### Work item
The exercise asks for every line of the data to be reproduced exactly.

Collected data:
○ ○ ○ ○ ○ ○ ○

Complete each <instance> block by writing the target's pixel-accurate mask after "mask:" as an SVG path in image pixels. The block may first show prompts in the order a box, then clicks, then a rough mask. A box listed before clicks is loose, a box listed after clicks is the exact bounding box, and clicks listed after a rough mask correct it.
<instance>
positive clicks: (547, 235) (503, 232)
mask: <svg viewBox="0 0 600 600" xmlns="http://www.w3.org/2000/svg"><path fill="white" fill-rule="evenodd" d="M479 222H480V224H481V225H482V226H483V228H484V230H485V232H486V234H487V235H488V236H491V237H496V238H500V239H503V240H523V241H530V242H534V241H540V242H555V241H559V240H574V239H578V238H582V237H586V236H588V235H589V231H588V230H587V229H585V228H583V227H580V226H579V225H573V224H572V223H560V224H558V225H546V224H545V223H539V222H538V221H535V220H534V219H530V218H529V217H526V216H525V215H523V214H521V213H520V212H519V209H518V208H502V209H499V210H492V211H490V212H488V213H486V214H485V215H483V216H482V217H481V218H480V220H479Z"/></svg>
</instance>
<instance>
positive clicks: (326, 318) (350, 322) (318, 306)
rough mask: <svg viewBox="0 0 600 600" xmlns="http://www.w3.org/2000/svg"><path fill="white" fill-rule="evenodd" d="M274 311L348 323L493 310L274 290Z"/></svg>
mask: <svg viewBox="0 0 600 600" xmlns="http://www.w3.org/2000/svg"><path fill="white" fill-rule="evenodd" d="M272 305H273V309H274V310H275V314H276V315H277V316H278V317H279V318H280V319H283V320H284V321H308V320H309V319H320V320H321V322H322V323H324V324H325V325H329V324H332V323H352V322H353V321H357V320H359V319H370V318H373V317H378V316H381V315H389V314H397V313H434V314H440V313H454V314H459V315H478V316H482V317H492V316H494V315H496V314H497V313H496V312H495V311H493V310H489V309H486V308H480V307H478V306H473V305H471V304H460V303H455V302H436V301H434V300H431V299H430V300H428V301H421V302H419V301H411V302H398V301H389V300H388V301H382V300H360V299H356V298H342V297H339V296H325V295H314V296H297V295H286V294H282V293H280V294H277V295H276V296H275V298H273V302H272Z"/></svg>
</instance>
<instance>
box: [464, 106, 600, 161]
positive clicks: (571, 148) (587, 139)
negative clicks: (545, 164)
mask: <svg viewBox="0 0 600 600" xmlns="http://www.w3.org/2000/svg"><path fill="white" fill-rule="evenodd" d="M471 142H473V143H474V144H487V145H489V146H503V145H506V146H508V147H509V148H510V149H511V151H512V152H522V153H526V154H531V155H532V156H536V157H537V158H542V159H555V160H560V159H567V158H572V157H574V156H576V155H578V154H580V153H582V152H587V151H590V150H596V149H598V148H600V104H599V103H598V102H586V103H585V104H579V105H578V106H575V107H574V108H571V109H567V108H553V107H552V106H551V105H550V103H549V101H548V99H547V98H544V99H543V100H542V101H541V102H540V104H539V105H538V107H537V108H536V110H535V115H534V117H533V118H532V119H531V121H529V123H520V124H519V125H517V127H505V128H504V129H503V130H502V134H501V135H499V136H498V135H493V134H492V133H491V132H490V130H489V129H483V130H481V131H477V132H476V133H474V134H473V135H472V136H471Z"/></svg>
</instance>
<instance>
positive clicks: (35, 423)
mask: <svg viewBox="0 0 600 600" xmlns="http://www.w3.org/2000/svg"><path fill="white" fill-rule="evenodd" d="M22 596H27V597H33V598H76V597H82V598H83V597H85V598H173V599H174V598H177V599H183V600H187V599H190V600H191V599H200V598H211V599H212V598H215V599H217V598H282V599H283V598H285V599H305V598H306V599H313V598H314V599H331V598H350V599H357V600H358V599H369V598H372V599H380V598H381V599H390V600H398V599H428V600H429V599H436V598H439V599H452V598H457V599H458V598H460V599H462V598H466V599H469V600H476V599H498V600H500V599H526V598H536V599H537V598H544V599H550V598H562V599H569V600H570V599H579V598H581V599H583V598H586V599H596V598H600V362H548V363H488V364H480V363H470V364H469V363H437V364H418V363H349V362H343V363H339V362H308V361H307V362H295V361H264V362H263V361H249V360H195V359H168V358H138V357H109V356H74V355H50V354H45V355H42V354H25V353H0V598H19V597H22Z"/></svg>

○ ○ ○ ○ ○ ○ ○

### Answer to the problem
Complete each <instance> block by writing the target's pixel-accurate mask after "mask:" as an SVG path in image pixels. The block may first show prompts in the order a box, then clicks, then a rough mask. A box listed before clicks is loose, a box listed after clicks is the exact bounding box, and clicks listed after a rough mask correct it.
<instance>
positive clicks: (547, 235) (503, 232)
mask: <svg viewBox="0 0 600 600" xmlns="http://www.w3.org/2000/svg"><path fill="white" fill-rule="evenodd" d="M479 222H480V224H481V225H482V226H483V228H484V230H485V232H486V234H487V235H488V236H491V237H496V238H500V239H503V240H523V241H530V242H534V241H540V242H555V241H559V240H574V239H578V238H582V237H586V236H588V235H589V231H588V230H587V229H585V228H583V227H580V226H579V225H573V224H572V223H560V224H558V225H546V224H545V223H539V222H538V221H535V220H534V219H530V218H529V217H526V216H525V215H523V214H521V213H520V212H519V209H518V208H502V209H499V210H492V211H490V212H488V213H486V214H485V215H483V216H482V217H481V218H480V220H479Z"/></svg>
</instance>
<instance>
positive clicks: (326, 318) (350, 322) (318, 306)
rough mask: <svg viewBox="0 0 600 600" xmlns="http://www.w3.org/2000/svg"><path fill="white" fill-rule="evenodd" d="M274 311L348 323L493 310L274 290Z"/></svg>
mask: <svg viewBox="0 0 600 600" xmlns="http://www.w3.org/2000/svg"><path fill="white" fill-rule="evenodd" d="M272 305H273V309H274V310H275V314H276V315H277V316H278V317H279V318H280V319H283V320H284V321H308V320H309V319H320V320H321V322H322V323H324V324H325V325H329V324H332V323H352V322H353V321H357V320H359V319H370V318H373V317H378V316H381V315H389V314H397V313H434V314H440V313H454V314H459V315H478V316H482V317H492V316H494V315H496V314H497V313H496V312H495V311H493V310H489V309H486V308H480V307H478V306H473V305H471V304H460V303H455V302H436V301H434V300H431V299H430V300H428V301H421V302H419V301H411V302H398V301H389V300H388V301H382V300H360V299H356V298H342V297H339V296H325V295H314V296H297V295H286V294H282V293H280V294H277V295H276V296H275V298H273V302H272Z"/></svg>
</instance>
<instance>
box: [464, 106, 600, 161]
positive clicks: (571, 148) (587, 139)
negative clicks: (545, 164)
mask: <svg viewBox="0 0 600 600" xmlns="http://www.w3.org/2000/svg"><path fill="white" fill-rule="evenodd" d="M471 142H473V143H474V144H487V145H489V146H503V145H506V146H508V147H509V148H510V149H511V151H512V152H522V153H526V154H531V155H532V156H536V157H537V158H542V159H555V160H560V159H567V158H572V157H574V156H576V155H578V154H580V153H582V152H587V151H590V150H596V149H598V148H600V104H599V103H598V102H586V103H585V104H579V105H578V106H575V107H574V108H571V109H567V108H553V107H552V106H551V105H550V103H549V101H548V99H547V98H544V99H543V100H542V101H541V102H540V104H539V105H538V107H537V108H536V110H535V115H534V117H533V118H532V119H531V121H529V123H520V124H519V125H517V127H505V128H504V129H503V130H502V134H501V135H499V136H498V135H493V134H492V133H491V132H490V130H489V129H483V130H481V131H477V132H476V133H474V134H473V135H472V136H471Z"/></svg>
</instance>
<instance>
positive clicks: (35, 423)
mask: <svg viewBox="0 0 600 600" xmlns="http://www.w3.org/2000/svg"><path fill="white" fill-rule="evenodd" d="M22 596H27V597H33V598H76V597H82V598H83V597H85V598H173V599H174V598H177V599H183V600H187V599H190V600H191V599H200V598H211V599H212V598H215V599H217V598H282V599H283V598H285V599H305V598H306V599H313V598H314V599H331V598H350V599H357V600H358V599H369V598H372V599H380V598H381V599H390V600H398V599H428V600H429V599H436V598H439V599H452V598H457V599H458V598H460V599H462V598H466V599H469V600H476V599H498V600H500V599H526V598H536V599H537V598H544V599H550V598H562V599H569V600H570V599H579V598H581V599H583V598H586V599H596V598H600V362H548V363H488V364H480V363H470V364H469V363H437V364H418V363H349V362H343V363H339V362H308V361H307V362H295V361H264V362H263V361H249V360H195V359H168V358H138V357H109V356H74V355H50V354H45V355H42V354H25V353H0V598H19V597H22Z"/></svg>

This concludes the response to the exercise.